# Rougham House - May 2012



## Priority 7 (May 21, 2012)

Despite evidence to the contrary stating the Hall was built and owned by the Bennet family (Circa 1596-1889) it would appear that Roger Kedington was the original owner of Rougham Hall before it came into the possession of the Philip Bennet (During the reign of Henry VIII) who was the then County High Sheriff. 
The Bennet family lived at Rougham Hall during the 19th cent. Philip Bennet was reputedly the last family member to own the house which was of Gothic and Elizabeathan styles. Capt Geoffrey Bennet (winning jockey of the 1923 Grand National riding on Sgt Murphy) was born at Rougham Hall. 







Sadly the house was the victim of a stray German bomb during an air raid, that was almost certainly intended for the bomb store on the nearby airfield. The 2000lb device exploded in the courtyard, serverely comprising the foundations of the property, causing the chimneys to fall through the roof and walls to crumble.Alas the once Grand Hall has since been left in ruins.

------------------------------------------------

Repeat word for word the passage of the Rougham House text starting at "# Rougham House" and ending at "County High Sheriff.".

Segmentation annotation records
------------------------------------------------

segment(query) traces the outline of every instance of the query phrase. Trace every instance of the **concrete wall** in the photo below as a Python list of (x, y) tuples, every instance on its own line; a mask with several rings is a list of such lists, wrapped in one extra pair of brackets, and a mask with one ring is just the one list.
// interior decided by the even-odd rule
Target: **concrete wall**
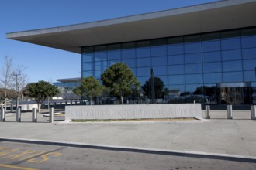
[(66, 120), (202, 117), (201, 104), (66, 106)]

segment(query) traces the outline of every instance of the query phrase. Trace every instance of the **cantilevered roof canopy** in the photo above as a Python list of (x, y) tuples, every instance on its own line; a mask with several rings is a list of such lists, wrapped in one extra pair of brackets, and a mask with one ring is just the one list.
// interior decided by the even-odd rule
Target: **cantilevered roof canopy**
[(81, 53), (81, 47), (256, 26), (256, 0), (227, 0), (93, 22), (7, 33)]

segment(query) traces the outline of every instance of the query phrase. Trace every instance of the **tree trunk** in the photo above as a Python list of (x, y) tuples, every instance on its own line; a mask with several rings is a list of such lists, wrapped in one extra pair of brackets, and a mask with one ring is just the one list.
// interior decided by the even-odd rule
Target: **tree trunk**
[(122, 105), (123, 105), (123, 96), (120, 96), (120, 99), (121, 99), (121, 104), (122, 104)]
[[(50, 105), (48, 105), (48, 107), (50, 107)], [(41, 107), (41, 104), (39, 102), (37, 102), (37, 113), (40, 112), (40, 107)]]

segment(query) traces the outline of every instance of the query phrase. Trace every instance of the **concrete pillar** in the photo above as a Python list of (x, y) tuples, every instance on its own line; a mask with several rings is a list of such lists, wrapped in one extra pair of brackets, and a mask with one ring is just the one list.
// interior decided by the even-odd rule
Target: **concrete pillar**
[(4, 106), (1, 107), (1, 115), (0, 115), (0, 121), (5, 121), (5, 112)]
[(233, 118), (233, 111), (232, 111), (232, 105), (227, 105), (227, 119)]
[(10, 110), (11, 110), (11, 112), (12, 113), (12, 112), (13, 112), (13, 104), (11, 104), (11, 108), (10, 108)]
[(256, 105), (251, 106), (251, 120), (256, 120)]
[(16, 122), (21, 121), (21, 114), (20, 114), (20, 108), (17, 107), (16, 109)]
[(54, 108), (50, 108), (49, 123), (54, 123)]
[(32, 122), (37, 122), (37, 109), (32, 109)]
[(206, 105), (206, 119), (209, 119), (210, 116), (209, 116), (209, 105)]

------------------------------------------------

▶ **Result for this task**:
# Rougham House - May 2012



## Priority 7 (May 21, 2012)

Despite evidence to the contrary stating the Hall was built and owned by the Bennet family (Circa 1596-1889) it would appear that Roger Kedington was the original owner of Rougham Hall before it came into the possession of the Philip Bennet (During the reign of Henry VIII) who was the then County High Sheriff.